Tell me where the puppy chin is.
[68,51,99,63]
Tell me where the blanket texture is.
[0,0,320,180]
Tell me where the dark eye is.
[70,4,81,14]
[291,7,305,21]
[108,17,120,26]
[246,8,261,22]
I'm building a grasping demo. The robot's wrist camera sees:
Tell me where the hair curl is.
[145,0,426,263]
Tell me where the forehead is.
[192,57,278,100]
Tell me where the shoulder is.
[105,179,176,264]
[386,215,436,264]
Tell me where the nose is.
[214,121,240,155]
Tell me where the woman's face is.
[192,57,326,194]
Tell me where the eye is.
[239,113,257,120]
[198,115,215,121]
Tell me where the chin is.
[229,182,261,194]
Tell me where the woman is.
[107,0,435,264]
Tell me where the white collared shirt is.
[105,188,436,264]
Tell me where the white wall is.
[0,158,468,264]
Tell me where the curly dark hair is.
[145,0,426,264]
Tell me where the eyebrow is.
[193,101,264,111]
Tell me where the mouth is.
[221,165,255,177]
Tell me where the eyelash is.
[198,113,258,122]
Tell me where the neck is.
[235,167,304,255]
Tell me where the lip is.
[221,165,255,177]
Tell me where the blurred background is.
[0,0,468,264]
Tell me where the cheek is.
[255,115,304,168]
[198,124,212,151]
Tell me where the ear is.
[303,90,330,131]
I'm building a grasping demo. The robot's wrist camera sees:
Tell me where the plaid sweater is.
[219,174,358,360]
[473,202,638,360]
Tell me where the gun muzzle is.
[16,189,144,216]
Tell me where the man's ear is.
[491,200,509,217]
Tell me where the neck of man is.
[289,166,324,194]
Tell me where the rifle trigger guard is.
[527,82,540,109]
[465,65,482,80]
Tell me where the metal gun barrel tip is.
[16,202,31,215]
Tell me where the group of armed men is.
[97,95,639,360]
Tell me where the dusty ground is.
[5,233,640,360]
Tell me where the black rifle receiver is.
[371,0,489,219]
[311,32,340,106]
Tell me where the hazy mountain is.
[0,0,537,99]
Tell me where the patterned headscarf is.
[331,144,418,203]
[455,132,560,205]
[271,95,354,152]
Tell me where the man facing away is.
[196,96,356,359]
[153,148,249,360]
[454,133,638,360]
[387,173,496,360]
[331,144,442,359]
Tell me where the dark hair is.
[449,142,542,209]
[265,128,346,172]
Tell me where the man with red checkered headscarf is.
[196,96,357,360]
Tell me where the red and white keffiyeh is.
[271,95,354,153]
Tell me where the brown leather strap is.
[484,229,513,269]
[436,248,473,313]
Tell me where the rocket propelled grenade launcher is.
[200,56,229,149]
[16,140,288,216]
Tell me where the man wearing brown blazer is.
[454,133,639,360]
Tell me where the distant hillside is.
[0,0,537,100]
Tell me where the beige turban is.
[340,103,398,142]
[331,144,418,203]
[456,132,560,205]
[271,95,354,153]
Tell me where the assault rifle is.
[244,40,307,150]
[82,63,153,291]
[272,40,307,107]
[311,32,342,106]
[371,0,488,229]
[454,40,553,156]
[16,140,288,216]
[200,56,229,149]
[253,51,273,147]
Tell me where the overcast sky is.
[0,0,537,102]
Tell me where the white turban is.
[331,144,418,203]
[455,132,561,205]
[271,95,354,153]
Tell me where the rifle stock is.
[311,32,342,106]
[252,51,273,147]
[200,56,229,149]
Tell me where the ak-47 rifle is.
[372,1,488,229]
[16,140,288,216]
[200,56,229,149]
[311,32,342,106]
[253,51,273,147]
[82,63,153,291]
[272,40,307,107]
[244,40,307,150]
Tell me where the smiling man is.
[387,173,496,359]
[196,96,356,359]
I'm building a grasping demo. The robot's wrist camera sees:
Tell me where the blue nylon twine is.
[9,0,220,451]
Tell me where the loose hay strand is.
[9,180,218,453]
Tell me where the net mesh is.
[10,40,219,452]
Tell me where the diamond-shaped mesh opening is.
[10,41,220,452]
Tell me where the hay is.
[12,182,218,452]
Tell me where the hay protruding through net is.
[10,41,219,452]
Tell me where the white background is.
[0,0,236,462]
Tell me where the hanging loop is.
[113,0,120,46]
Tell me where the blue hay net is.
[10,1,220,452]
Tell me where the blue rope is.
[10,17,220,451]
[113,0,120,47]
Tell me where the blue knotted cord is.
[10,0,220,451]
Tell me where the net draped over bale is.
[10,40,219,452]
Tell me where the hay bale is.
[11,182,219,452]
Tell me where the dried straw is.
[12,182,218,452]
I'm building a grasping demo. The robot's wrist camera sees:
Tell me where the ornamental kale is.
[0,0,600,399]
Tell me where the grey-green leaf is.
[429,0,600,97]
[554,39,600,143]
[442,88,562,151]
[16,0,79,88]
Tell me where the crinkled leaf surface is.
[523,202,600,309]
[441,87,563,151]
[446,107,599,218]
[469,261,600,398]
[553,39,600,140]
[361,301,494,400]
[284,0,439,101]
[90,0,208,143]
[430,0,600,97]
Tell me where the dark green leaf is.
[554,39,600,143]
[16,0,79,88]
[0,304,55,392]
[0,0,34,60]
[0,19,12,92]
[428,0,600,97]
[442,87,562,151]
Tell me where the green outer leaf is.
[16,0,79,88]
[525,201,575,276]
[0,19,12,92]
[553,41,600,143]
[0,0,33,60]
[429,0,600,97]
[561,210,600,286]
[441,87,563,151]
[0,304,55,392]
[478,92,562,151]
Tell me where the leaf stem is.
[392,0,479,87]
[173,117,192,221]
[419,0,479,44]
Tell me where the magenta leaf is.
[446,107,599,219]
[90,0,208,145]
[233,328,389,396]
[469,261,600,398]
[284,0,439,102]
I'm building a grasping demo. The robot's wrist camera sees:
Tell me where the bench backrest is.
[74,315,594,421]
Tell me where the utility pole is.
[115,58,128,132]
----
Output the entries exactly.

Tell me where the puppy chin is.
[68,51,99,63]
Tell me where the blanket texture is.
[0,0,320,180]
Tell me where the dark eye is.
[70,4,81,14]
[291,7,305,21]
[108,17,120,26]
[246,8,261,22]
I'm building a grasping demo. The robot's wrist camera sees:
Tell me where the hair curl is.
[145,0,426,263]
Tell me where the forehead is.
[192,57,278,100]
Tell me where the shoulder is.
[105,179,176,264]
[386,215,436,264]
Tell me where the nose is.
[214,121,240,155]
Tell me where the woman's face is.
[192,57,326,194]
Tell me where the eye is.
[239,113,257,120]
[198,115,215,121]
Tell me where the chin is.
[229,182,261,194]
Tell me where the woman is.
[107,0,435,264]
Tell me where the white collared shirt is.
[105,188,436,264]
Tell me where the white wall is.
[0,158,468,264]
Tell me where the curly dark hair is.
[145,0,426,264]
Tell me where the eyebrow is.
[193,101,264,111]
Tell me where the mouth is.
[221,165,255,177]
Tell me where the eyelash is.
[198,113,258,122]
Tell me where the neck is.
[235,167,304,255]
Tell me where the lip is.
[221,165,255,177]
Tell me where the blurred background is.
[0,0,468,264]
Tell me where the cheek is.
[255,115,304,168]
[198,124,212,151]
Tell me where the ear is.
[303,90,330,131]
I'm building a grasping demo. The robot's wrist camera sees:
Tell me where the plaid sweater is.
[219,174,358,360]
[473,202,638,360]
Tell me where the gun muzzle is.
[16,189,144,216]
Tell me where the man's ear is.
[491,200,509,217]
Tell me where the neck of man is.
[289,166,324,194]
Tell me where the rifle trigger guard is.
[527,82,540,109]
[465,65,482,80]
Tell me where the metal gun barrel tip is.
[16,202,31,215]
Tell me where the group of armed men is.
[97,95,639,360]
Tell me where the dusty ground is.
[5,233,640,360]
Tell me where the black rifle receiver is.
[371,0,489,219]
[311,32,340,106]
Tell me where the hazy mountain is.
[0,0,537,99]
Tell me where the patterned headscarf is.
[331,144,418,203]
[455,132,560,205]
[271,95,354,152]
Tell me where the man facing away is.
[196,96,356,359]
[153,148,249,360]
[454,133,638,360]
[387,173,496,360]
[331,144,442,359]
Tell me where the dark hair is.
[449,142,542,209]
[265,128,346,172]
Tell me where the man with red checkered headscarf is.
[196,96,357,360]
Tell me where the red and white keffiyeh is.
[271,95,354,153]
Tell me where the brown leather strap is.
[484,229,513,269]
[436,248,473,313]
Tell me where the rocket propelled grenade launcher is.
[200,56,229,149]
[16,140,288,216]
Tell me where the man wearing brown blazer is.
[454,133,639,360]
Tell me where the distant hillside is.
[0,0,537,100]
Tell me where the beige turban is.
[340,103,398,142]
[331,144,418,203]
[456,132,560,205]
[271,95,354,153]
Tell me where the assault rifle is.
[244,40,307,150]
[82,63,153,291]
[272,40,307,107]
[311,32,342,106]
[371,0,488,229]
[454,40,553,156]
[16,140,288,216]
[200,56,229,149]
[253,51,273,147]
Tell me where the overcast sky is.
[0,0,537,102]
Tell me where the white turban is.
[331,144,418,203]
[455,132,561,205]
[271,95,354,153]
Tell me where the rifle stock is.
[311,32,342,106]
[252,51,273,147]
[200,56,229,149]
Tell me where the ak-47 rifle is.
[372,1,488,229]
[16,140,288,216]
[200,56,229,149]
[311,32,342,106]
[253,51,273,147]
[82,63,153,291]
[272,40,307,107]
[244,40,307,150]
Tell me where the smiling man is.
[387,173,496,359]
[196,96,356,359]
I'm building a grasping demo. The robot's wrist camera sees:
Tell me where the blue nylon twine is.
[9,0,220,451]
Tell me where the loose hay strand is.
[9,180,218,453]
Tell me where the net mesh is.
[10,40,219,452]
Tell me where the diamond-shaped mesh opening is.
[10,41,220,452]
Tell me where the hay is.
[12,182,218,452]
Tell me where the hay protruding through net is.
[10,41,219,452]
Tell me where the white background is.
[0,0,236,462]
Tell me where the hanging loop is.
[113,0,120,46]
Tell me where the blue hay net is.
[10,1,220,452]
Tell me where the blue rope is.
[10,17,220,451]
[113,0,120,47]
Tell me where the blue knotted cord is.
[10,0,220,451]
Tell me where the net draped over bale is.
[10,40,219,452]
Tell me where the hay bale is.
[11,182,219,452]
Tell me where the dried straw is.
[12,182,218,452]
I'm building a grasping demo. The robot's wrist camera sees:
Tell me where the ornamental kale is.
[0,0,600,399]
Tell me where the grey-green leaf is.
[429,0,600,97]
[554,39,600,143]
[442,88,562,151]
[16,0,79,88]
Tell me where the crinkled leaf surface is.
[523,202,600,309]
[441,87,563,151]
[446,107,599,218]
[469,261,600,398]
[553,39,600,140]
[361,301,494,400]
[284,0,439,101]
[90,0,208,143]
[430,0,600,97]
Tell me where the dark green leaf is.
[554,39,600,143]
[16,0,79,88]
[0,304,55,392]
[0,0,34,60]
[0,19,12,92]
[428,0,600,97]
[442,87,562,151]
Tell me where the green outer leaf is.
[16,0,79,88]
[525,201,575,276]
[0,19,12,92]
[553,41,600,143]
[0,0,33,60]
[429,0,600,97]
[561,210,600,286]
[441,87,563,151]
[0,304,55,392]
[478,92,562,151]
Tell me where the leaf stem is.
[392,0,479,87]
[173,117,192,221]
[419,0,479,44]
Tell me where the magenta leaf is.
[446,107,599,219]
[90,0,208,145]
[233,328,389,396]
[469,261,600,398]
[284,0,439,102]
I'm building a grasping demo. The robot's wrist camera sees:
Tell me where the bench backrest is.
[74,315,594,421]
Tell me where the utility pole is.
[115,58,128,132]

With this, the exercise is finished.